Given task A: In the post about grandparents' language, list the languages that the writer says were spoken interchangeably around them while growing up.
Given task B: Carry on the post about grandparents' language from its final sentence.

[START Text]

Tuesday, April 24, 2018

Your Grandparents’ Language

I grew up with English, Cebuano (Visayan), and Tagalog spoken interchangeably around me. At an early age, I was accustomed to Visaya and English. In the 1st grade, Tagalog (Filipino) was taught as one of the subjects along with English. Having moved to the US, I'm more fluent now in English than Visaya (which we continue to speak in the house). I can still read Tagalog, but it requires more concentration on my part and digging deep to form a simple phrase coherent phrase.

My cousin and her family are now in the Philippines and visited my uncle. It's the first time her toddler and baby have met their grandpa. I was looking through their pictures posted on Facebook and one of my uncle's friends commented in deeply-rooted Visayan, which is like almost comparable to modern English and Old English. I could barely understand some of the words. It reminded me of my grandpa's toast during my other uncle's wedding, in which he spoke in old Visayan as well.

[END Text]
[START Given entries]

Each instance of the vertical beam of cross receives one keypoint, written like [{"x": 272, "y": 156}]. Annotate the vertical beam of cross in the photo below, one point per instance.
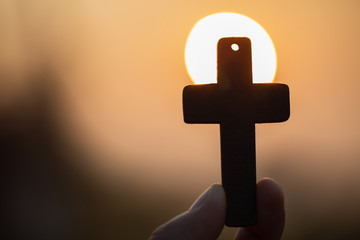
[{"x": 237, "y": 104}]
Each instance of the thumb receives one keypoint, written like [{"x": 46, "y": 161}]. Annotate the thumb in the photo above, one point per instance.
[{"x": 204, "y": 220}]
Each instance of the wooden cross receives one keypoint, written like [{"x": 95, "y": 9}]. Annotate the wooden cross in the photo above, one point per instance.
[{"x": 237, "y": 104}]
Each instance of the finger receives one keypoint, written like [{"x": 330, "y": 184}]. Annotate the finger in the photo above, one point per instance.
[
  {"x": 271, "y": 214},
  {"x": 204, "y": 220}
]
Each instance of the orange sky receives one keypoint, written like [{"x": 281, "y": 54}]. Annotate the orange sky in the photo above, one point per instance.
[{"x": 121, "y": 70}]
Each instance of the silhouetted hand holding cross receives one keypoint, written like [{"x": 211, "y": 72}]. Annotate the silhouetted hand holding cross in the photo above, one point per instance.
[{"x": 237, "y": 104}]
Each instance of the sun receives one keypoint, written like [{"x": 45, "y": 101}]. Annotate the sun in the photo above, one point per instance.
[{"x": 200, "y": 50}]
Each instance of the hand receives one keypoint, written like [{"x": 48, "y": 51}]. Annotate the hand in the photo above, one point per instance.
[{"x": 205, "y": 218}]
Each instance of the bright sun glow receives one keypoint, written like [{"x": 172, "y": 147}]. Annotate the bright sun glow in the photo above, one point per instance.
[{"x": 200, "y": 50}]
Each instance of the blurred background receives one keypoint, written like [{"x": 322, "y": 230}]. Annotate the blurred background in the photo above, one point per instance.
[{"x": 93, "y": 143}]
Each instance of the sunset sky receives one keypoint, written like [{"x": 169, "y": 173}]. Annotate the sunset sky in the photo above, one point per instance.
[{"x": 119, "y": 69}]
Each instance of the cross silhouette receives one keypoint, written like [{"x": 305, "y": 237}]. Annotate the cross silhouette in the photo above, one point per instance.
[{"x": 237, "y": 104}]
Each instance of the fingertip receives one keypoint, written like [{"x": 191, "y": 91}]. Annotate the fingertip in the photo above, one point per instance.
[{"x": 271, "y": 214}]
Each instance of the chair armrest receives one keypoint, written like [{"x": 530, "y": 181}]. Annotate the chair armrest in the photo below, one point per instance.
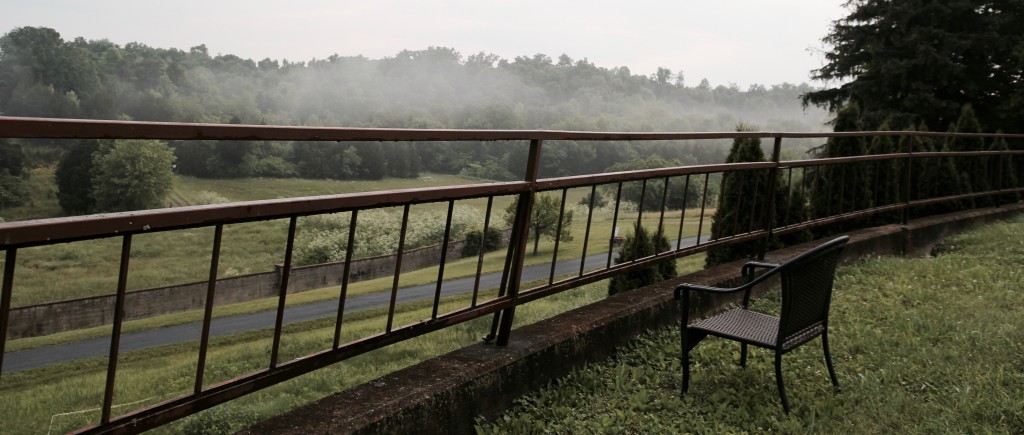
[
  {"x": 685, "y": 287},
  {"x": 751, "y": 265}
]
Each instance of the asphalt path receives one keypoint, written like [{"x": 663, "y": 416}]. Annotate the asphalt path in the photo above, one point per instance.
[{"x": 55, "y": 354}]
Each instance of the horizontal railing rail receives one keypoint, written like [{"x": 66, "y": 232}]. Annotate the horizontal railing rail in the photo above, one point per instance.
[{"x": 686, "y": 223}]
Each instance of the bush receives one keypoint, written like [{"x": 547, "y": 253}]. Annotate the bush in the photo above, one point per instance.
[
  {"x": 491, "y": 243},
  {"x": 641, "y": 245}
]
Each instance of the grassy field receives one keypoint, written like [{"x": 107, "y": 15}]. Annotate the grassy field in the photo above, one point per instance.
[
  {"x": 930, "y": 345},
  {"x": 60, "y": 398},
  {"x": 89, "y": 268}
]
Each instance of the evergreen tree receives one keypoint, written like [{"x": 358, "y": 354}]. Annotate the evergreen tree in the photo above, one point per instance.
[
  {"x": 921, "y": 60},
  {"x": 885, "y": 177},
  {"x": 1006, "y": 170},
  {"x": 842, "y": 188},
  {"x": 974, "y": 175},
  {"x": 741, "y": 197},
  {"x": 637, "y": 246}
]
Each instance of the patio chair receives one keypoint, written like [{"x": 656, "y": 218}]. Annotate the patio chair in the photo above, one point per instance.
[{"x": 807, "y": 284}]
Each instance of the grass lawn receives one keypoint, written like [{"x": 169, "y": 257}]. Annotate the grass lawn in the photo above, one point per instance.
[{"x": 933, "y": 345}]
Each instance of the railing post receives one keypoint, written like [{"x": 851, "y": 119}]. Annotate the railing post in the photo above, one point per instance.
[
  {"x": 776, "y": 155},
  {"x": 521, "y": 226}
]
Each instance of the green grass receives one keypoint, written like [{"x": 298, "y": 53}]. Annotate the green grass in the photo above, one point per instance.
[
  {"x": 29, "y": 400},
  {"x": 89, "y": 268},
  {"x": 930, "y": 345}
]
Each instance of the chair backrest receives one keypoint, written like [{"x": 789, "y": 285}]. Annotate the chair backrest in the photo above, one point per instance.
[{"x": 807, "y": 285}]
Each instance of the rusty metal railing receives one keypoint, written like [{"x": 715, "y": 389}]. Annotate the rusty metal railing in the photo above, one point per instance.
[{"x": 757, "y": 222}]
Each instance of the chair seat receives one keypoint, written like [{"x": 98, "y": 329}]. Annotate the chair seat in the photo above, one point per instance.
[{"x": 751, "y": 327}]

[END Given entries]

Expected answer A: English, Cebuano (Visayan), and Tagalog.

Expected answer B:
Spoken Visaya varies from region to region. The common thing between them is that it now has more borrowed words and phrases from Tagalog and English to make it easier to talk to everyone. It's pretty much how modern and spoken English has evolved, with borrowed words and terms from other languages around the world. This is what makes English so hard to learn from speakers of other languages: it's not consistent.

I read somewhere during the 2018 Winter Olympics that the joint North and South Korea women's ice hockey teams needed English translators and a list of different vocabularies to understand each other. Almost 70 years since the split that their common language usage have diverged significantly.

I wonder how language will evolve in the next 50 years. Will we still talk to each other in English or emojis? Will we be communicating in image macros and memes?

I'm done.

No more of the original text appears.